Excerpts from point annotation data
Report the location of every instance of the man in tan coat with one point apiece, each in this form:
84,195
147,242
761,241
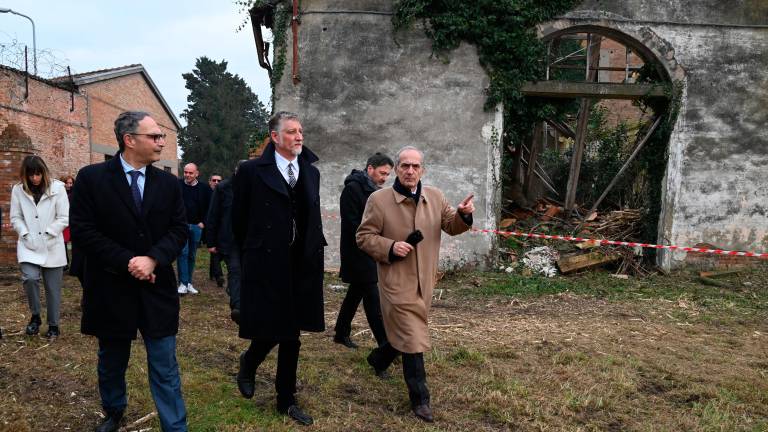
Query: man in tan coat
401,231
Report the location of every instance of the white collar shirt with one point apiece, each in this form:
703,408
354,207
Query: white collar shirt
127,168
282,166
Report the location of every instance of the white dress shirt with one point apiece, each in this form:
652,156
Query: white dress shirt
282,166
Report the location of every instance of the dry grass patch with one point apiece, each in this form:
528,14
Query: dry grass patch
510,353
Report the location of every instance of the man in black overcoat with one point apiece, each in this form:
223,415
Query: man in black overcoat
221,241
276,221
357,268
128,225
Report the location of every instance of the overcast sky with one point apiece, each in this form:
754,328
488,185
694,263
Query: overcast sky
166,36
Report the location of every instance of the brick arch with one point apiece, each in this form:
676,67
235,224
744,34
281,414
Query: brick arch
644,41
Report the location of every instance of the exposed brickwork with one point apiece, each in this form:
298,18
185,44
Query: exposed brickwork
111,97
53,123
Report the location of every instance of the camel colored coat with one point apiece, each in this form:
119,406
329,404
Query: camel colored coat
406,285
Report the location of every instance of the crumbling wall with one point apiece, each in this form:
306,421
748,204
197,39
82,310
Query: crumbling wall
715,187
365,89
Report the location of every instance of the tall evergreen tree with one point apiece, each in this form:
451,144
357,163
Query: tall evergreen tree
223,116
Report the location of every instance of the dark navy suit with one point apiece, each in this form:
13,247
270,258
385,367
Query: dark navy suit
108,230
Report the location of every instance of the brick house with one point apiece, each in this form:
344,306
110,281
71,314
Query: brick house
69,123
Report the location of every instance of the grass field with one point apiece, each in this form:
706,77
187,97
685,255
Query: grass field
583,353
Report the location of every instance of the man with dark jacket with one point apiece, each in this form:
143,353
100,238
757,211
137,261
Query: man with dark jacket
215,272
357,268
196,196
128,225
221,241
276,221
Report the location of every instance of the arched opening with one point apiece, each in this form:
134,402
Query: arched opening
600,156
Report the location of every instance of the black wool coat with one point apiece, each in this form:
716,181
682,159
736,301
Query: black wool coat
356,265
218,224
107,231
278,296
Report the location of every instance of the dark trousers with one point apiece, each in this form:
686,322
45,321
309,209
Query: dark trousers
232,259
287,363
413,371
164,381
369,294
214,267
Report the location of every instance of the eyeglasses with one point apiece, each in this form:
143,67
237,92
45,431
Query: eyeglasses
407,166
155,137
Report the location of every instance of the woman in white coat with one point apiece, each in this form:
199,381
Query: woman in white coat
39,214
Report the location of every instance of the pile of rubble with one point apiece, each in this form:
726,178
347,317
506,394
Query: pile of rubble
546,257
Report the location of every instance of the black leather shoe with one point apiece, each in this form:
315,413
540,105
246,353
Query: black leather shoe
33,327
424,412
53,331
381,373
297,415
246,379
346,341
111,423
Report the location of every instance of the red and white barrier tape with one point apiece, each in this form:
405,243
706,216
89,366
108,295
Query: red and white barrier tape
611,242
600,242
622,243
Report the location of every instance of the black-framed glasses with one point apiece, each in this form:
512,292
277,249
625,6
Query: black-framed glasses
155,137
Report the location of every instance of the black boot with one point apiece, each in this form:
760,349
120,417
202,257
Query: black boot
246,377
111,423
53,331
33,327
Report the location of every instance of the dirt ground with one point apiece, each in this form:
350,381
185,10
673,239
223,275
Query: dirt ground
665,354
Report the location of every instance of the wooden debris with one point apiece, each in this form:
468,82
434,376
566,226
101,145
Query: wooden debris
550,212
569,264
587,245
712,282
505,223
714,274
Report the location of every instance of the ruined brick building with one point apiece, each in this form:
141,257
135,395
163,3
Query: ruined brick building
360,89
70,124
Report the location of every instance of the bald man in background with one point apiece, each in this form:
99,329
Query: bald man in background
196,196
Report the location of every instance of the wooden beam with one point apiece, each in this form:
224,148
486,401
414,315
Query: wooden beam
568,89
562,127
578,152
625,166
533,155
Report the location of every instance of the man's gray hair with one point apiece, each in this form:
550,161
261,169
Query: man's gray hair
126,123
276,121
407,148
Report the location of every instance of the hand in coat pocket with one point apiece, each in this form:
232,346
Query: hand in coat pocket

Given task
Your task is to reproduce all of the material exactly. The pictures stay out.

Task response
Report the location of every instance of the man in tan coat with one point apiece, each in this form:
84,195
147,242
761,241
Query: man in tan coat
401,231
Report the location of every instance of the white collar shirt with one point apiece, each in this form:
703,408
354,207
Query: white collar shirt
127,168
282,166
Report the location of every instance of the white dress shirt with one point apiece, each in this form:
652,156
Query: white dress shirt
282,166
Report the location of every instance of the dry grass patch with one point apiece, each in this form:
528,14
Query: dry grass patch
510,353
Report the location of every instance of the man in black overcoat with one point apiece, each in this form:
223,415
Query: man in black overcoat
221,241
276,221
357,268
128,225
Report the location of every instance of the overcast sky with one point apiece, each in this form:
754,328
488,185
694,263
Query: overcast sky
166,36
Report the location of every instance of the brick arch with one point apiece, each in this form:
676,67
235,224
744,34
281,414
Query: brick arch
644,41
Report the location of every instance of the exposed brickwork with one point apiece, each in this form:
298,18
185,44
Query: exposed brickwork
111,97
53,123
Report the location of every instance of the camel colored coat with one point apiece, each in this form:
119,406
329,404
Query: camel colored coat
406,285
Report the location of every instance of the crumbling wall with one point apiece, each in this form:
306,421
748,204
197,39
82,310
Query: crumbling wall
715,187
365,89
Report the location of every instance of the tall evergreen tree with one point apiece, each in this form:
451,144
357,163
Query: tall evergreen tree
223,116
Report the location of every instance of the dark navy suit with one point apiece, each in this form:
13,247
270,258
385,367
Query: dark navy suit
108,230
Report the location of every instance of the brick house with one point apiece, each in this form:
344,306
110,281
71,314
Query: brick house
69,123
Report the location of every instance of the grass field with one point apiece, each in this form:
706,77
187,97
685,255
Query: grass field
583,353
Report the location of every instance of the man with dark jacket with one point apiece, each in this form:
143,353
100,238
757,211
137,261
Query: man with dark jacket
215,272
357,268
196,196
128,225
221,241
276,221
Report the location of every instance of the arched opening with one point apiece, each in this form:
134,402
Query: arched opening
600,156
Report the location of every instance of the black wool coat with one point apiece, each in this form:
716,181
682,159
736,301
Query: black wool coat
356,265
218,224
107,231
278,296
Report the location of every instance of the dark trousers with one point apiece, each in this form:
686,322
45,321
309,209
Query: dark trousers
232,259
287,363
413,371
164,381
369,294
214,267
Report the location of every instance of the eyeglasses with one point apiece, each in this form:
143,67
237,92
45,431
Query: eyeglasses
407,166
155,137
Report the location of every instance of the woman in white coat with one point apiece, each in this form:
199,381
Query: woman in white coat
39,214
Report the location of every instance of the pile of rubble with one point apiece, each in this form:
726,178
347,317
506,394
Query: pile of rubble
546,257
Report the location of every instance of the black leather shoe with one point apiece, each in this form:
315,413
540,105
246,353
Query: black leather shoe
33,327
424,412
53,331
381,373
297,415
246,379
346,341
111,423
Report the location of every instance of the red and white barrier tape with one point apiece, each in this form:
405,243
706,216
89,366
108,295
Query: red and white barrier tape
611,242
600,242
622,243
Report the location of every instance of the black-framed glasses with one point apiece, each in this form:
512,292
277,249
625,6
Query: black-framed glasses
155,137
Report the location of every instance of the black boot with one point apiece, each in this form:
760,349
120,417
202,257
Query: black boot
246,377
111,423
53,331
33,327
Report the location of every instance of the dirt ground with one point apiece, each in this form:
350,381
185,10
673,239
223,275
Query: dirt ground
665,354
Report the location of every instance of the wooden debris with one point apiece, each in this form:
468,82
434,376
566,226
101,145
Query: wooden debris
550,212
569,264
587,245
712,282
505,223
714,274
Report the location of every instance of the ruined brick building with one point apiece, each in this form:
141,257
135,395
163,3
Query: ruined brick building
360,89
70,124
Report the location of every instance of the bald man in background with one point apiece, each in this form:
99,329
Query: bald man in background
196,196
Report the location of every instance of the wooden beam with one point apiece, each in this form:
224,148
486,401
414,315
Query: wooden beam
568,89
562,127
578,152
625,166
533,155
Report the location of every instance of the man's gray hair with one point apiece, each in this form:
550,161
261,169
Query: man's gray hair
126,123
276,121
407,148
Report the location of every instance of the hand in coat pocket with one point apiece, each in this form:
232,346
Query: hand in coat pocket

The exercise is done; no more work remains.